------ Provided text ------

Through all of that, though, there was still a bit of a divide. You could write a piece of film criticism, or you could make a film, but it was very difficult to do both. Now, that seems to be changing. We’re witnessing the rise of the film critic filmmaker.

Arguably the most famous film critic filmmaker, and certainly the spiritual father to this new marriage between film commentary and film production is still almost entirely anonymous. In 2001, this faceless, nameless editor took George Lucas‘ cut of “Star Wars: Episode I – The Phantom Menace” — which, in an interesting bit of timing, is coming back to theaters this Friday in a new, 3D print — and excised almost twenty minutes from the film, removing most of the scenes featuring characters like Jar Jar Binks and Anakin Skywalker that fans of the original “Star Wars” trilogy hated. He called it “Episode 1.1 – The Phantom Edit,” and he was so scared of reprisals from Lucasfilm that he credited himself only as “The Phantom Editor.” This all took place so long ago that the project was initially considered by many to be nothing more than an urban legend. Those who saw it, at least at first, did so on dubbed VHS tapes. Just a decade later, it’s astonishing how much has changed.

------

Short problem 1
Please reproduce the passage on film critic filmmakers word for word, in full.
The passage on film critic filmmakers has no connection to the records.

------ Supplied information ------

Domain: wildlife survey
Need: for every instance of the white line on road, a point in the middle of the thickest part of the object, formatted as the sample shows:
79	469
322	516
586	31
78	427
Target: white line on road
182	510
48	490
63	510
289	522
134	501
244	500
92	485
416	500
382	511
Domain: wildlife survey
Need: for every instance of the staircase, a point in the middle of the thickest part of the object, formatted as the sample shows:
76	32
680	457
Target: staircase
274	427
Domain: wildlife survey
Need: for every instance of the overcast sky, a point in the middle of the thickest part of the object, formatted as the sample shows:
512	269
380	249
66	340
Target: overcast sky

------
------ Supplied information ------

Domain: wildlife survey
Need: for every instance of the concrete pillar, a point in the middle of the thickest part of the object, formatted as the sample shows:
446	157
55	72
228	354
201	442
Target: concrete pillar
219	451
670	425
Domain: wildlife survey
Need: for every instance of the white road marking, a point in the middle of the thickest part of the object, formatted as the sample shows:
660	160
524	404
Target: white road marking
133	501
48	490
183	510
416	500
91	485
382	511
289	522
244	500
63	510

------

Short problem 2
Pick out each line of the records containing the string "every" and copy those lines.

Problem solution 1
Through all of that, though, there was still a bit of a divide. You could write a piece of film criticism, or you could make a film, but it was very difficult to do both. Now, that seems to be changing. We’re witnessing the rise of the film critic filmmaker.

Arguably the most famous film critic filmmaker, and certainly the spiritual father to this new marriage between film commentary and film production is still almost entirely anonymous. In 2001, this faceless, nameless editor took George Lucas‘ cut of “Star Wars: Episode I – The Phantom Menace” — which, in an interesting bit of timing, is coming back to theaters this Friday in a new, 3D print — and excised almost twenty minutes from the film, removing most of the scenes featuring characters like Jar Jar Binks and Anakin Skywalker that fans of the original “Star Wars” trilogy hated. He called it “Episode 1.1 – The Phantom Edit,” and he was so scared of reprisals from Lucasfilm that he credited himself only as “The Phantom Editor.” This all took place so long ago that the project was initially considered by many to be nothing more than an urban legend. Those who saw it, at least at first, did so on dubbed VHS tapes. Just a decade later, it’s astonishing how much has changed.

Problem solution 2
Need: for every instance of the white line on road, a point in the middle of the thickest part of the object, formatted as the sample shows:
Need: for every instance of the staircase, a point in the middle of the thickest part of the object, formatted as the sample shows:
Need: for every instance of the overcast sky, a point in the middle of the thickest part of the object, formatted as the sample shows:
Need: for every instance of the concrete pillar, a point in the middle of the thickest part of the object, formatted as the sample shows:
Need: for every instance of the white road marking, a point in the middle of the thickest part of the object, formatted as the sample shows:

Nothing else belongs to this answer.